Supplied text:
Thus, our data pre-processing goal is to construct $P$ and our analysis goal is to compute the steady-state probability distribution, $x^*$, for a first-order Markov chain system.

## Modules

For this part of the notebook, let's use Pandas for preprocessing the raw data and SciPy's sparse matrix libraries to implement the analysis.

> One of the cells below defines a function, `spy()`, that can be used to visualize the non-zero structure of a sparse matrix.

In [0]:
import numpy as np
import scipy as sp
import scipy.sparse
import pandas as pd

import matplotlib.pyplot as plt
%matplotlib inline

def spy(A, figsize=(6, 6), markersize=0.5):
    """Visualizes a sparse matrix."""
    fig = plt.figure(figsize=figsize)
    plt.spy(A, markersize=markersize)
    plt.show()
    
from IPython.display import display, Markdown

def canonicalize_tibble(X):
    var_names = sorted(X.columns)
    Y = X[var_names].copy()
    Y.sort_values(by=var_names, inplace=True)
    Y.reset_index(drop=True, inplace=True)
    return Y

def tibbles_are_equivalent (A, B):
    A_canonical = canonicalize_tibble(A)
    B_canonical = canonicalize_tibble(B)
    cmp = A_canonical.eq(B_canonical)
    return cmp.all().all()

In [0]:
import requests
import os
import hashlib
import io

def download(file, local_dir="", url_base=None, checksum=None):
    local_file = "{}{}".format(local_dir, file)
    if not os.path.exists(local_file):
        url = "{}{}".format(url_base, file)
        print("Downloading: {} ...".format(url))
        r = requests.get(url)
        with open(local_file, 'wb') as f:
            f.write(r.content)
            
    if checksum is not None:
        with io.open(local_file, 'rb') as f:
            body = f.read()
            body_checksum = hashlib.md5(body).hexdigest()
            assert body_checksum == checksum, \
                "Downloaded file '{}' has incorrect checksum: '{}' instead of '{}'".format(local_file,
                                                                                           body_checksum,
                                                                                           checksum)

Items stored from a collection
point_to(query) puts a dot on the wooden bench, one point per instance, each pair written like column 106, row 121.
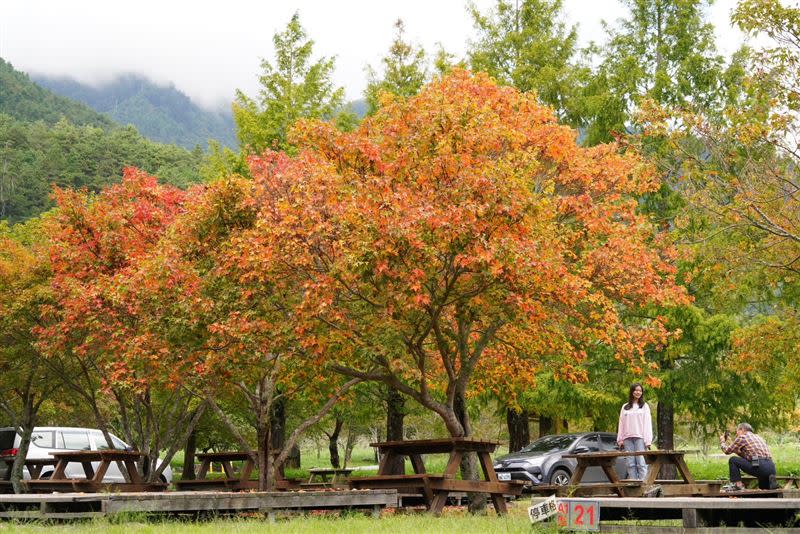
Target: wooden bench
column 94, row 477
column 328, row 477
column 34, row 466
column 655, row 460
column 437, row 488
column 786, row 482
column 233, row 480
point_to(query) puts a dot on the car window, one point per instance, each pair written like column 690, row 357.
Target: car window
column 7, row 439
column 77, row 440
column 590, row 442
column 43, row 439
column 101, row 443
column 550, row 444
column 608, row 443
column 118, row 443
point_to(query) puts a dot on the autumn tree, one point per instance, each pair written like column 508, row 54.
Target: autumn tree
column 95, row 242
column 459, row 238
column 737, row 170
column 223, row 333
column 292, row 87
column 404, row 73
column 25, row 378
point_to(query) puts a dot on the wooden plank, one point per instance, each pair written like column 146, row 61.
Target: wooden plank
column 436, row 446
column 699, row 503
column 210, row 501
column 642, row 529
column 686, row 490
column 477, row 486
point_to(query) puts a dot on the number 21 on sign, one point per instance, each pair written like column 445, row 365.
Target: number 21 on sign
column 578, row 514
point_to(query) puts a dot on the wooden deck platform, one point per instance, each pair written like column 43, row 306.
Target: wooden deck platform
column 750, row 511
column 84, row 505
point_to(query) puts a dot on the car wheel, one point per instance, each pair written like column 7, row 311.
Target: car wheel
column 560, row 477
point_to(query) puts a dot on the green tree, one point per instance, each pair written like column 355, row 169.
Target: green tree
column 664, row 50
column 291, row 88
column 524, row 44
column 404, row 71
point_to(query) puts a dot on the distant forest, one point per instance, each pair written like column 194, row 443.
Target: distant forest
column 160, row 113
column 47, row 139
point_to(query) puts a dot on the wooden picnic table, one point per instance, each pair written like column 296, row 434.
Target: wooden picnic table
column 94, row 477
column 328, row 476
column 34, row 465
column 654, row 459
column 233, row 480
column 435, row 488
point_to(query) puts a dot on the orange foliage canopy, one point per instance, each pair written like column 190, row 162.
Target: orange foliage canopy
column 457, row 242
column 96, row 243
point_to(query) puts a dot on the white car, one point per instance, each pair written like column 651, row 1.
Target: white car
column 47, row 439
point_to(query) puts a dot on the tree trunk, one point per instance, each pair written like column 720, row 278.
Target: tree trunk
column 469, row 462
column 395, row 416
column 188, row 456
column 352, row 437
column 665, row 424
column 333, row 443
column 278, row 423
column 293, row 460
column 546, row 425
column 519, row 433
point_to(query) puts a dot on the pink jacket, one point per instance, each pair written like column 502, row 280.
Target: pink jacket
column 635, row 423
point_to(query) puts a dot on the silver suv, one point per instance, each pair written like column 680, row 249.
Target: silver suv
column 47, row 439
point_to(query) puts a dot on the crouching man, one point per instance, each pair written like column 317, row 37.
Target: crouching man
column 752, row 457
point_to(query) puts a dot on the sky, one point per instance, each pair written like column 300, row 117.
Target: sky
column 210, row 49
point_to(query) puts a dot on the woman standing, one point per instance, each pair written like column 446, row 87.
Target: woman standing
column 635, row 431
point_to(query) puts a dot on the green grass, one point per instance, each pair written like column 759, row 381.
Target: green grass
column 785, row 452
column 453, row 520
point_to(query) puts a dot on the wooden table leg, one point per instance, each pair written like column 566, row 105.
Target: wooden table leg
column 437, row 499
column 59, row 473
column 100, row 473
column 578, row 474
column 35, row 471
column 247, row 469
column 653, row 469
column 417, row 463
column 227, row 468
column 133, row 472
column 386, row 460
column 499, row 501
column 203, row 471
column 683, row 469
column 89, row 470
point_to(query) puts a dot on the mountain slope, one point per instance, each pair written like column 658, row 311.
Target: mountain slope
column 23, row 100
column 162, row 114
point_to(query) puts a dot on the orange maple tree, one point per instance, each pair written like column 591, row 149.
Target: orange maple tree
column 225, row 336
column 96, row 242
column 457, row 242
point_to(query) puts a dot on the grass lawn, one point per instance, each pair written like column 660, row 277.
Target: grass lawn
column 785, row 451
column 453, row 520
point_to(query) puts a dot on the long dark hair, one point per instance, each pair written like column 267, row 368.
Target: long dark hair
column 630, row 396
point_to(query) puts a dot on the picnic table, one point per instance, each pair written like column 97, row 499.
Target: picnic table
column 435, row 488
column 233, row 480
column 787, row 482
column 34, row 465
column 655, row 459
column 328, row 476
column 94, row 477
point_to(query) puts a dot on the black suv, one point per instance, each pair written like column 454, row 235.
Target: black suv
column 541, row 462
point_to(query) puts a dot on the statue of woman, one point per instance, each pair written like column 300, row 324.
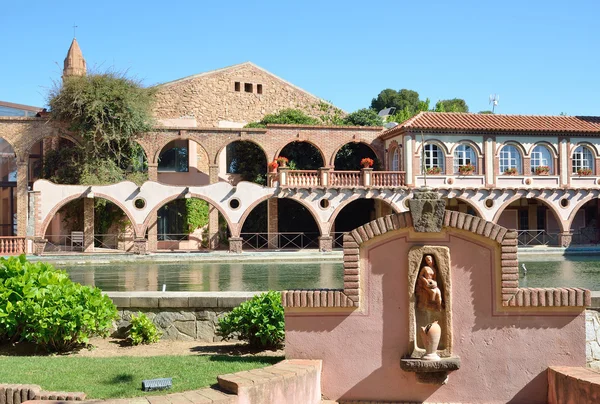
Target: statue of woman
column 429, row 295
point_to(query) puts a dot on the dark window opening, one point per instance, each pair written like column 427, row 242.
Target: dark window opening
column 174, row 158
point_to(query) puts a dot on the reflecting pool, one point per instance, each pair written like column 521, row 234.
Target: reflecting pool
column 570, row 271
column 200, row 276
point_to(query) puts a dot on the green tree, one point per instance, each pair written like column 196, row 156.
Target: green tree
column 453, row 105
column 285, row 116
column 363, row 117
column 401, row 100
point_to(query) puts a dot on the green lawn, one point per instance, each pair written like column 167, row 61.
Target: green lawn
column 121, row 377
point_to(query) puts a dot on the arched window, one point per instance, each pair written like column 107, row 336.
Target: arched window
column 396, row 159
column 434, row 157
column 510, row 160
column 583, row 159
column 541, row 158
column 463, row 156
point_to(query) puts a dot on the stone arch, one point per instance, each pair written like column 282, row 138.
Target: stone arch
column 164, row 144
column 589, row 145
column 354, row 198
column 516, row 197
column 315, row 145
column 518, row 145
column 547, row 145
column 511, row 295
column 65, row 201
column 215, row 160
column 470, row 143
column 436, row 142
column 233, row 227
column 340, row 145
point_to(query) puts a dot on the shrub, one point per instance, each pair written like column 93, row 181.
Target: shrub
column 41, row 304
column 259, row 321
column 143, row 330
==
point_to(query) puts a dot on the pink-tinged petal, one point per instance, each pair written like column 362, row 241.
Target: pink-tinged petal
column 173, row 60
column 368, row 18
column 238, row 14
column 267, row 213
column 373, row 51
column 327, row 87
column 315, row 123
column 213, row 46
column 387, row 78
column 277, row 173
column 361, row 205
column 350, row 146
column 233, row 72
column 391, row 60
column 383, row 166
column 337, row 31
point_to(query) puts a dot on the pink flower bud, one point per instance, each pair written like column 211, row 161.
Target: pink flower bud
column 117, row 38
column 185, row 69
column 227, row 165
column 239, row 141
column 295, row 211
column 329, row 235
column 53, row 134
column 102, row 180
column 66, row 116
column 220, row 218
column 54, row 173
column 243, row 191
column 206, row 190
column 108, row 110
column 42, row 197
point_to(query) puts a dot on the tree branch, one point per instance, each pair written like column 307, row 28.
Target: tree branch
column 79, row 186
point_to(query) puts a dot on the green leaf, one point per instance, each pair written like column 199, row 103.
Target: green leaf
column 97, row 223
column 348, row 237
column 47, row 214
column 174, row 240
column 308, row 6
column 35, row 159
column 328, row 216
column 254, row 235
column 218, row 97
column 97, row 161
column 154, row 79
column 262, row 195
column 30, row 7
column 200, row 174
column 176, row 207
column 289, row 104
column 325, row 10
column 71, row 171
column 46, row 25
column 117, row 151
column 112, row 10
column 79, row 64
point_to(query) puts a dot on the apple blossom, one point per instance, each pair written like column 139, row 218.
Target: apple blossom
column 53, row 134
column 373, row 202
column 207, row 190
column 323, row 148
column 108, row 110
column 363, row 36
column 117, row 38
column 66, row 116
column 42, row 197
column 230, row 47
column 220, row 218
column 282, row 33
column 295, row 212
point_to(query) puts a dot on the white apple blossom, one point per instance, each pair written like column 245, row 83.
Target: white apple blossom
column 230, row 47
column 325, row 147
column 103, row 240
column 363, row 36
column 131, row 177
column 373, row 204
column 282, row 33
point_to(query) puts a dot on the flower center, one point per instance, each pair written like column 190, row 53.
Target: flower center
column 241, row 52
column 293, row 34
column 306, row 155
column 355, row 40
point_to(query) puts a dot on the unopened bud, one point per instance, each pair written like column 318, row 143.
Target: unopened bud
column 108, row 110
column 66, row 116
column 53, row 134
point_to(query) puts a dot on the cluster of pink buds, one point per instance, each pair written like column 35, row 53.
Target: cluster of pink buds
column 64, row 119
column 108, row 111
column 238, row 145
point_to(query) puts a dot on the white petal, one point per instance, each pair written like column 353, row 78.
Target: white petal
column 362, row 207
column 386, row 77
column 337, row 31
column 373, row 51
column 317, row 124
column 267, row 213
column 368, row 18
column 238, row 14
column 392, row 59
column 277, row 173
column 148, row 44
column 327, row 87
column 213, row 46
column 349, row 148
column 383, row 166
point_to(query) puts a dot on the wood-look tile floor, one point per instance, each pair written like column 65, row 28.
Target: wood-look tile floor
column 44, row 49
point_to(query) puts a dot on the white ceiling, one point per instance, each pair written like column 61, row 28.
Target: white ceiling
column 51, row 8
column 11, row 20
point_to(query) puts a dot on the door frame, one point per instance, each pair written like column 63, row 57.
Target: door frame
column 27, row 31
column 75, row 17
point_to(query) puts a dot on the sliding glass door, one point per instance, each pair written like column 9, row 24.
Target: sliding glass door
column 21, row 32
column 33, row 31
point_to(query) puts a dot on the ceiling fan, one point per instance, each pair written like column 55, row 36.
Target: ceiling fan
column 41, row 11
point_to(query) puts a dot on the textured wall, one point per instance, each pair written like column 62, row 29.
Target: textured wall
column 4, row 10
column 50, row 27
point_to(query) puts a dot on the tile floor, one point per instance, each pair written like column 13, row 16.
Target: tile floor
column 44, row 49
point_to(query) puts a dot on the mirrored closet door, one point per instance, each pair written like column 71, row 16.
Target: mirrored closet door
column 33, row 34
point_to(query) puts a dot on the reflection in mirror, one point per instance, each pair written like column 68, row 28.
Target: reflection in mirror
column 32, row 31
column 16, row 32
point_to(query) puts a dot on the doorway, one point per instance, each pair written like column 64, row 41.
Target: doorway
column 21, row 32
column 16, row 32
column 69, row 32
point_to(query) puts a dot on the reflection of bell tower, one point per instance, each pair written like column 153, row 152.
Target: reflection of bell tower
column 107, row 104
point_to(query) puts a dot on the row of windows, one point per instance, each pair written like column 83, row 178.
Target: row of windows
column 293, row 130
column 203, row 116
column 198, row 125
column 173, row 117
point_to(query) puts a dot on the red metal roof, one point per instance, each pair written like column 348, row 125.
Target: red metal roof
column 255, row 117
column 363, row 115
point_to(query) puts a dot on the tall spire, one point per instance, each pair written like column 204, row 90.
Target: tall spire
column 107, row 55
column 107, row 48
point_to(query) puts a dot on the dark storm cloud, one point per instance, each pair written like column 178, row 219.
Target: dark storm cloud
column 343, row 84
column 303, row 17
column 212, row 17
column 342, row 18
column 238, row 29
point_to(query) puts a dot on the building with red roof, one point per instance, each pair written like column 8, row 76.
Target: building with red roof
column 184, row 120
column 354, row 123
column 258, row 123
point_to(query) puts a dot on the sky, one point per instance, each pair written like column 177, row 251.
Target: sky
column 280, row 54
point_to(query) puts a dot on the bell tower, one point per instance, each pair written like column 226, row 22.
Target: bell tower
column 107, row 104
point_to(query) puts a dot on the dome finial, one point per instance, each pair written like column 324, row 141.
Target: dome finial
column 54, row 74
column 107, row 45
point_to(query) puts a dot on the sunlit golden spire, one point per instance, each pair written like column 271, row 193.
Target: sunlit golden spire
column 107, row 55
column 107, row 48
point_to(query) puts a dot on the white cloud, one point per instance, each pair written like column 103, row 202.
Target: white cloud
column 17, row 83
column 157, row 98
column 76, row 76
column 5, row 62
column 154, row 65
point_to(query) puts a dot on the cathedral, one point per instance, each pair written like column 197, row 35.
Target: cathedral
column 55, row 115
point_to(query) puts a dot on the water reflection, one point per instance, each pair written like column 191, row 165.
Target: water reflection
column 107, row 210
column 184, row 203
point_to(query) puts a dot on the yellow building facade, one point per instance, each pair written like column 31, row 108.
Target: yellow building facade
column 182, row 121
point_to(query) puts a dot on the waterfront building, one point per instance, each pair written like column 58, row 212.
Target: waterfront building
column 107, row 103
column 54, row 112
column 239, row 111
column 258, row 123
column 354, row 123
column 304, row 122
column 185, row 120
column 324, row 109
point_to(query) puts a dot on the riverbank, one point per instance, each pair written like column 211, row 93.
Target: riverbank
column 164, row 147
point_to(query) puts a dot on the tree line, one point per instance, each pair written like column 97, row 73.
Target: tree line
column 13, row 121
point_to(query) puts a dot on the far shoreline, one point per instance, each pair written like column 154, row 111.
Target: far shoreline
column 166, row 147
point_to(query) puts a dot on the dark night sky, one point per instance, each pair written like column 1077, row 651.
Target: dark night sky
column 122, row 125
* * *
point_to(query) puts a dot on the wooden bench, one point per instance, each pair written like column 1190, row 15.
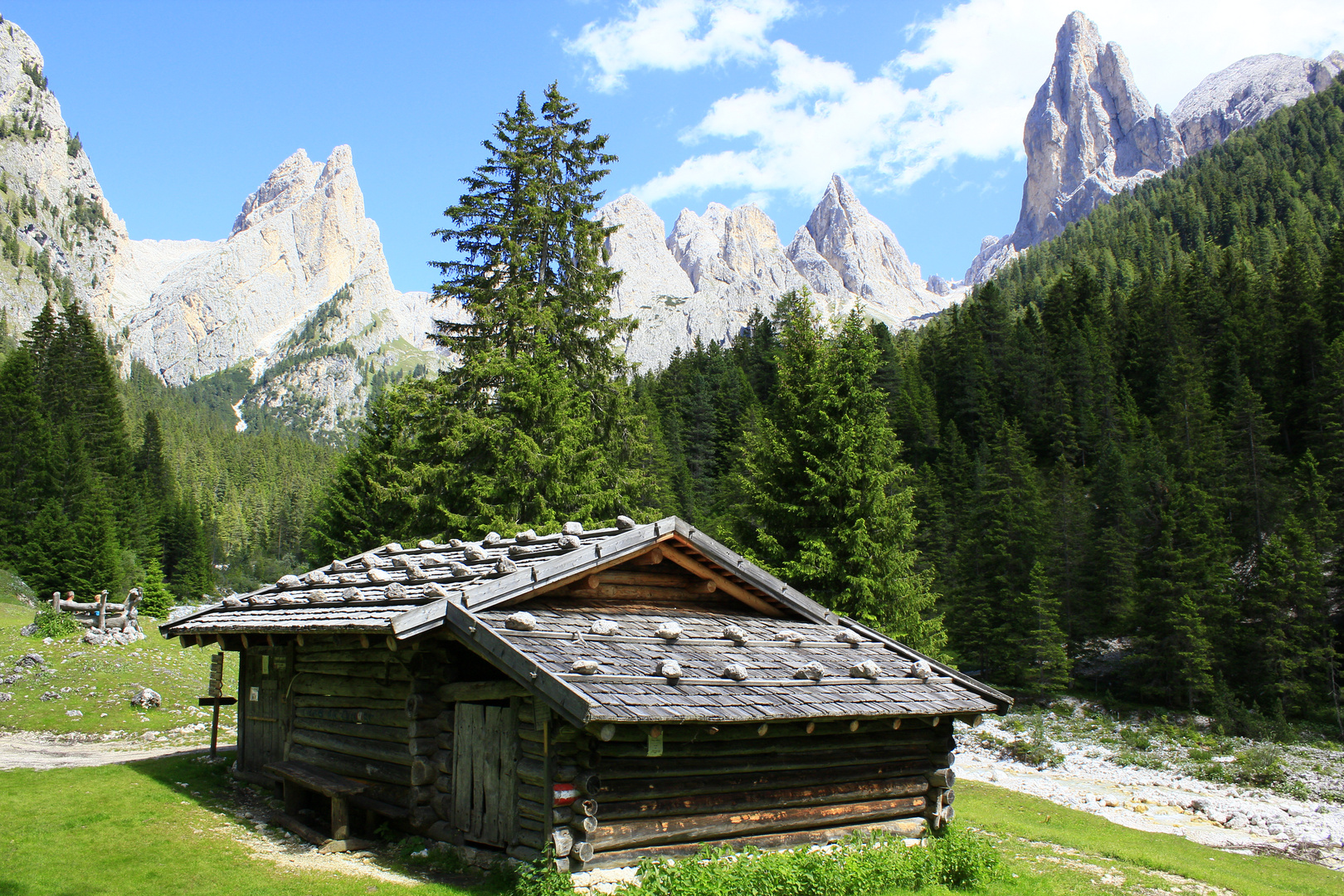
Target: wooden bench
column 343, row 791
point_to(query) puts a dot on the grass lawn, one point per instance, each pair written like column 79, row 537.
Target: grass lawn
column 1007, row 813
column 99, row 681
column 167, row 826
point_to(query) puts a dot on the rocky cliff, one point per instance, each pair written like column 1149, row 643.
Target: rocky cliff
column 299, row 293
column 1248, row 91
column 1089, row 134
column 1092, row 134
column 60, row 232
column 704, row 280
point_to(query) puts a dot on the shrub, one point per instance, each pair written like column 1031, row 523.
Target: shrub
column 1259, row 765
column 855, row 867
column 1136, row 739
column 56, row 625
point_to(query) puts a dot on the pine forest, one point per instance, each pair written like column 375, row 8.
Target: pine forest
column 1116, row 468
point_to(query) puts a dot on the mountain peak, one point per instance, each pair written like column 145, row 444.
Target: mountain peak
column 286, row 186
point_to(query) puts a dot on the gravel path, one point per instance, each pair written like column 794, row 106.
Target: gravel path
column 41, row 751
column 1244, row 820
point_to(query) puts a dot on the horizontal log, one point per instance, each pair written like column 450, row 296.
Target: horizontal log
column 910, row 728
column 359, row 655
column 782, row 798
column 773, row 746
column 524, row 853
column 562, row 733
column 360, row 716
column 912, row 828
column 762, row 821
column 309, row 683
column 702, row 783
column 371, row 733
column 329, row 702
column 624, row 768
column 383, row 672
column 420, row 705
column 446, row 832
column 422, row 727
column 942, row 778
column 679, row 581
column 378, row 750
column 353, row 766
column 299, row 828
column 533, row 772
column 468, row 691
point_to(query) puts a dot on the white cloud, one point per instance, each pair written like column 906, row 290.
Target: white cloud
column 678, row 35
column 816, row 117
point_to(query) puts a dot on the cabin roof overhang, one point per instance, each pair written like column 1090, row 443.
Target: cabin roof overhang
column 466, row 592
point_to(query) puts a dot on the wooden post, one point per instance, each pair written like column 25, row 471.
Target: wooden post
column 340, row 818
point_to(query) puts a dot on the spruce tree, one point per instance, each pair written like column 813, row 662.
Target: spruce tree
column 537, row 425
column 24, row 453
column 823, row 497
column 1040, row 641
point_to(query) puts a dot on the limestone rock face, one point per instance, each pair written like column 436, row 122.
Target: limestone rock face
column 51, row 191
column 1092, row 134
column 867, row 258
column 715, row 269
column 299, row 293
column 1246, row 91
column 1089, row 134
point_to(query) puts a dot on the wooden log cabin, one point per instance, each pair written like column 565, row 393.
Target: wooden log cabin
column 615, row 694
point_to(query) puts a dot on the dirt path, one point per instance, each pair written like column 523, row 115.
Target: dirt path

Brief 1:
List the names of all the functions defined with "def" in the notebook code.
Brief 2:
Write out everything in the notebook code from "fig = plt.figure(figsize=figsize)" down to "var_names = sorted(X.columns)" again, renaming "var_names" to "column_names".

Solution 1:
spy, canonicalize_tibble, tibbles_are_equivalent, download

Solution 2:
fig = plt.figure(figsize=figsize)
    plt.spy(A, markersize=markersize)
    plt.show()
    
from IPython.display import display, Markdown

def canonicalize_tibble(X):
    column_names = sorted(X.columns)